◆ Passage provided ◆
** Start **
# Car Survival Kits



## iprepare143

1)72-hour non-perishable food supply(nuts,crackers,energy bars,raisins etc).
2)Comfort foods.
3)Bottled water.
4)Basic first aid kit.
5)Flares.
6)Heavy work gloves.
7)Fire Extinguisher.
8)Car repair items.
9)Battery operated radio.
10)Compass and local maps of the area you frequently travel.
11)Flashlight with extra batteries and spare bulb.
12)Blankets or sleeping bags.
13)Extra clothing and walking shoes.
14)Plastic produce bags.


----------



## CulexPipiens

While technology is working:
GPS
Cell Phone


Also:
Matches
Lighter
Water Filter &/or purification tablets
Multi Tool (leatherman, etc.)
Duct Tape
Zip Tiles
TP
Hand Sanitizer
Pry Bar (can double as self defense weapon)
Pack to carry everything if you have to abandon the vehicle
Notebook
Crayons/Pencils
Whistle
Signaling (mirror, laser pointer, etc.)
** End **
◆ Challenges ◆
**1)** List every line of the records that contains the word "noun".
**2)** Extend the car survival kit thread past its final line.
The car survival kit thread has no connection to the records.

◆ Entries supplied ◆
** Start **
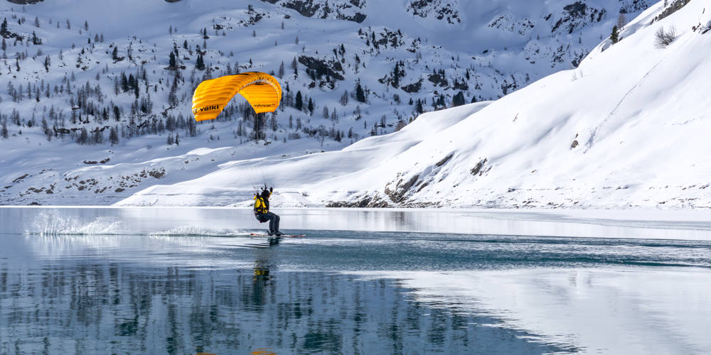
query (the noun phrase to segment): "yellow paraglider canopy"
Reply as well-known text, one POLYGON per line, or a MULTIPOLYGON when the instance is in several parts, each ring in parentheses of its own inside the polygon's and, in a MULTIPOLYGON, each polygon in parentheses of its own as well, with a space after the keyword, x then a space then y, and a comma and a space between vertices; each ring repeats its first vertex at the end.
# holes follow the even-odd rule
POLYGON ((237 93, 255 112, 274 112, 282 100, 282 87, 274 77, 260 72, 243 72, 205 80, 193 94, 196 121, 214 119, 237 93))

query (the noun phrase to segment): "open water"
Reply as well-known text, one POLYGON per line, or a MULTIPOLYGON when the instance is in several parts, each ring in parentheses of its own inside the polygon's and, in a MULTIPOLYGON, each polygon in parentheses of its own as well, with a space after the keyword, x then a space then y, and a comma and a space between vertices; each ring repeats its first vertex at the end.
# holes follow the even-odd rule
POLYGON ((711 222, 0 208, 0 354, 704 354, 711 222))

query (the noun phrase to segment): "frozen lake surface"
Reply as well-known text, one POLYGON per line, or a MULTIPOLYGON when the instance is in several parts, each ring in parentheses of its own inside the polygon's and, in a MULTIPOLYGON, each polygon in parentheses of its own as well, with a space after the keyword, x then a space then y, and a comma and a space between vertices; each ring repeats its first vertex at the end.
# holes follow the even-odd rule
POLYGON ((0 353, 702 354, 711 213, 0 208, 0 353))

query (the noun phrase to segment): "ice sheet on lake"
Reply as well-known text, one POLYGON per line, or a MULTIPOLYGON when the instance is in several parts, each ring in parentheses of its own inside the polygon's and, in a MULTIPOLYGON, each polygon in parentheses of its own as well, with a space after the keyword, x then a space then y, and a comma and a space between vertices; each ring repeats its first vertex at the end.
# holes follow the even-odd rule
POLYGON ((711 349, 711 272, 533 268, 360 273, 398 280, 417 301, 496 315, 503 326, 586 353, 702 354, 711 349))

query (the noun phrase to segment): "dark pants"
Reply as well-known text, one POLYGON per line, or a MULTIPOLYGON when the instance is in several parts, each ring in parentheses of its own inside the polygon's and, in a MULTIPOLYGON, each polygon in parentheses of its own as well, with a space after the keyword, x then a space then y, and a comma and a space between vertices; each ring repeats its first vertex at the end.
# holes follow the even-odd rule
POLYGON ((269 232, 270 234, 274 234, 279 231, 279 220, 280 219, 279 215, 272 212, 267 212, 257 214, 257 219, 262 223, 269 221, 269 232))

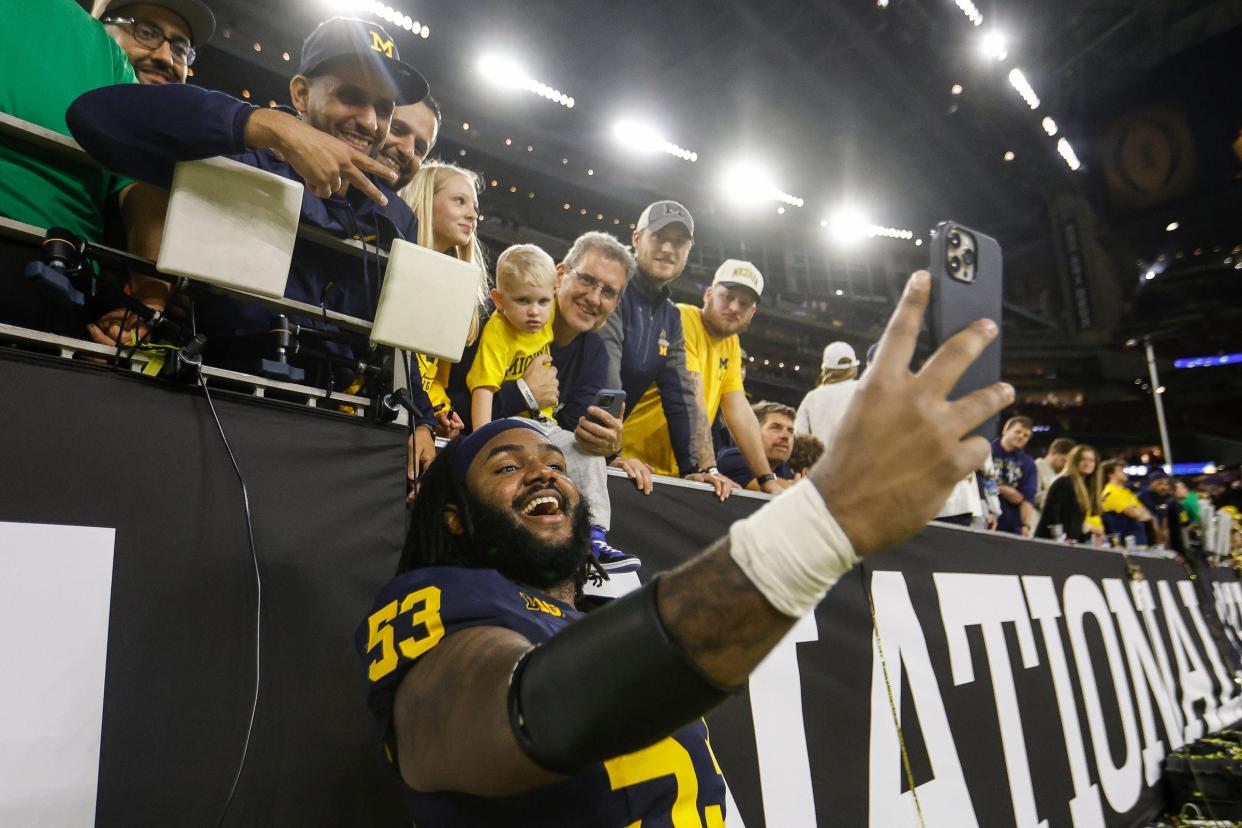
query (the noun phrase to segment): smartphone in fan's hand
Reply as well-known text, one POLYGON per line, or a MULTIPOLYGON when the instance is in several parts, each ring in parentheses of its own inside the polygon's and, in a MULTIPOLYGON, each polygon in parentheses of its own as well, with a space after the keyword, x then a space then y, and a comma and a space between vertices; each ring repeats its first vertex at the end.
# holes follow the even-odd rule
** End **
◆ Task-by-task results ◆
**1)**
query (the noun phrase to segment): "yellow paraglider canopy"
query (the noun phrase to segment): "open water"
query (the noun phrase to segment): "frozen lake surface"
query (the noun phrase to segment): "ice sheet on lake"
query (the noun phrase to segment): "dark pants"
query (the noun phrase to segment): smartphone in fan's hand

**2)**
Location based (northern winter, arizon desert, etc.) can also affect the list. Recently in the big snowstorm, in Chicago the news reported people stuck in their cars for upwards of 12 hours when a major road got shutdown due to multiple accidents. This was within a quarter mile, heck maybe an eighth of a mile from civilization! It sounded like the conditions were such that the unprepared couldn't easily leave their vehicles.


----------



## questor

towel, toilet paper


----------



## backlash

I gave my kids each a kit for Christmas.
Included some of the things on these list.
I also included a clean can,string, hand warmers,and candles.
I didn't think of it or I would have included a shovel.
Like CulexPipiens said it depends on the location.
They travel across the mountain pass occasionally so they need things to survive being stuck in a snow storm for up to 12 hours.


----------



## questor

books, games, things to do


----------



## Tirediron

Nobody mentioned a folding shovel (sorry, Backlash said shovel) , or a ratchet type cargo strap, A heavy duty one can be very helpful to unstick a mildly stuck vehicle.Crank type flashlights , some have a radio.Space blanket.


----------



## MrSfstk8d

Make sure your spare tire has air pressure.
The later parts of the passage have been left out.